*What to produce*. Print the listing below a second time, exactly, and omit its images.

"""

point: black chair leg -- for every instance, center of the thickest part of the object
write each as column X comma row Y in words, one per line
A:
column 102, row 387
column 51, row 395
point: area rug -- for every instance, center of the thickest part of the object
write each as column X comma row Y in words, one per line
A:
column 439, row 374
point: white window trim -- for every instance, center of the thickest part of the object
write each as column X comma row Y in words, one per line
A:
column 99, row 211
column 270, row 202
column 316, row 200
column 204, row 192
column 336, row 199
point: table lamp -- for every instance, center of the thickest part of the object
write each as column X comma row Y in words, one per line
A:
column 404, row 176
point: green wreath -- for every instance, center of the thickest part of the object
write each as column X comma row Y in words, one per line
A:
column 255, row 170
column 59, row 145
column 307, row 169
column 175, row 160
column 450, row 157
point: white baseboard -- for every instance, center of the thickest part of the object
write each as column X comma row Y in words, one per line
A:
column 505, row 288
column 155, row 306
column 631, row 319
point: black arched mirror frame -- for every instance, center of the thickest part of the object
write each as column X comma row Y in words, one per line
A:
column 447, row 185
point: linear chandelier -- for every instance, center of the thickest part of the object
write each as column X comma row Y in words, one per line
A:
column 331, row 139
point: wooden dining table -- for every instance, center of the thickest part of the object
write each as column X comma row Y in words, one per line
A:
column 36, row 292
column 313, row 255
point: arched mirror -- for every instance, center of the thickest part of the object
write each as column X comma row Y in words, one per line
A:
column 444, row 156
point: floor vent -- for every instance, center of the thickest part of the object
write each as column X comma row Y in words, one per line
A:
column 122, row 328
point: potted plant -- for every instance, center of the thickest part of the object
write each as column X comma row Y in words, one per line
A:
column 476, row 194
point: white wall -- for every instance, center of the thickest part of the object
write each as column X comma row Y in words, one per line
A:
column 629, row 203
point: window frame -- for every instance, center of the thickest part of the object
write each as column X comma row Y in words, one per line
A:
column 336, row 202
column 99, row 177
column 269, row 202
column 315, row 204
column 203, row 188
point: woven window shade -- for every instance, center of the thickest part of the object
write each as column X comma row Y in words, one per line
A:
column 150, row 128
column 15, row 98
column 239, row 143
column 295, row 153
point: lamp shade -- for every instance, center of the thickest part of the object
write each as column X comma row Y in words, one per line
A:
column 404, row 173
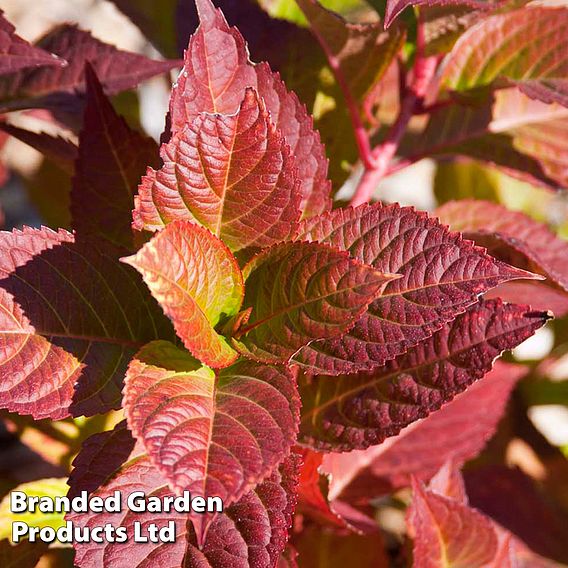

"""

*Task response*.
point: black chair leg -- for every instance, center of the thickest part of the object
write each as column X comma row Y in words, one per line
A:
column 102, row 387
column 51, row 395
point: area rug -- for every instance, center of the thickest part of the object
write each as column X comma row Y in words, one per line
A:
column 439, row 374
point: white window trim -- for every instance, center of the thickest part of the object
write each as column X comma row Y in words, one per line
A:
column 99, row 211
column 270, row 202
column 316, row 200
column 204, row 192
column 336, row 199
point: table lamp -- for every instance, center of the thickest part of the object
write each as column X comma row Y in words, one per line
A:
column 404, row 176
point: green wreath -- for every instance, center of the thickest part of the object
write each as column X comma row Y in words, one per line
A:
column 255, row 170
column 59, row 145
column 307, row 169
column 175, row 160
column 450, row 157
point: white baseboard -- for every instance, center of the thickest part of the object
write each as column X comma row Y in words, one per line
A:
column 505, row 288
column 155, row 306
column 631, row 319
point: black arched mirror frame -- for every instance, center of the thickest part of the object
write each as column X comma row Y in words, one per line
A:
column 447, row 185
point: linear chandelier -- for every instance, center of the thickest part of the object
write each as column X comma row Y in words, one per line
A:
column 331, row 139
point: wooden dining table -- for every instance, center of the thickest part of the object
write each as column X comma row Y in words, one per line
A:
column 36, row 292
column 313, row 255
point: arched mirror -- for every instance, center of the thickest part of the object
write each as column X comma row Y in words, one per line
A:
column 444, row 156
point: floor vent -- for every instance, center of the thickest part of the object
write each as column X comma row Y in words, one per line
A:
column 122, row 328
point: potted plant -- for every instance, center of the thickest part of the object
write each as column X comma row Y in words, one per line
A:
column 476, row 194
point: white wall -- for every instance, center of the thickest part of the object
write each as column X comma row Y in words, one per line
A:
column 629, row 203
point: window frame -- for every instance, center of the thickest part of the object
write each as column X comma row Y in words, one per line
A:
column 336, row 202
column 99, row 177
column 269, row 202
column 315, row 204
column 203, row 188
point: woven window shade -- for every instance, center of the thickest part of the object
write each as column X comma row Y in words, one per line
A:
column 150, row 128
column 15, row 98
column 239, row 143
column 295, row 153
point: lamp shade -- for every instance, center of the thickest part of the object
write each as column X comma row Y in words, one per line
A:
column 404, row 173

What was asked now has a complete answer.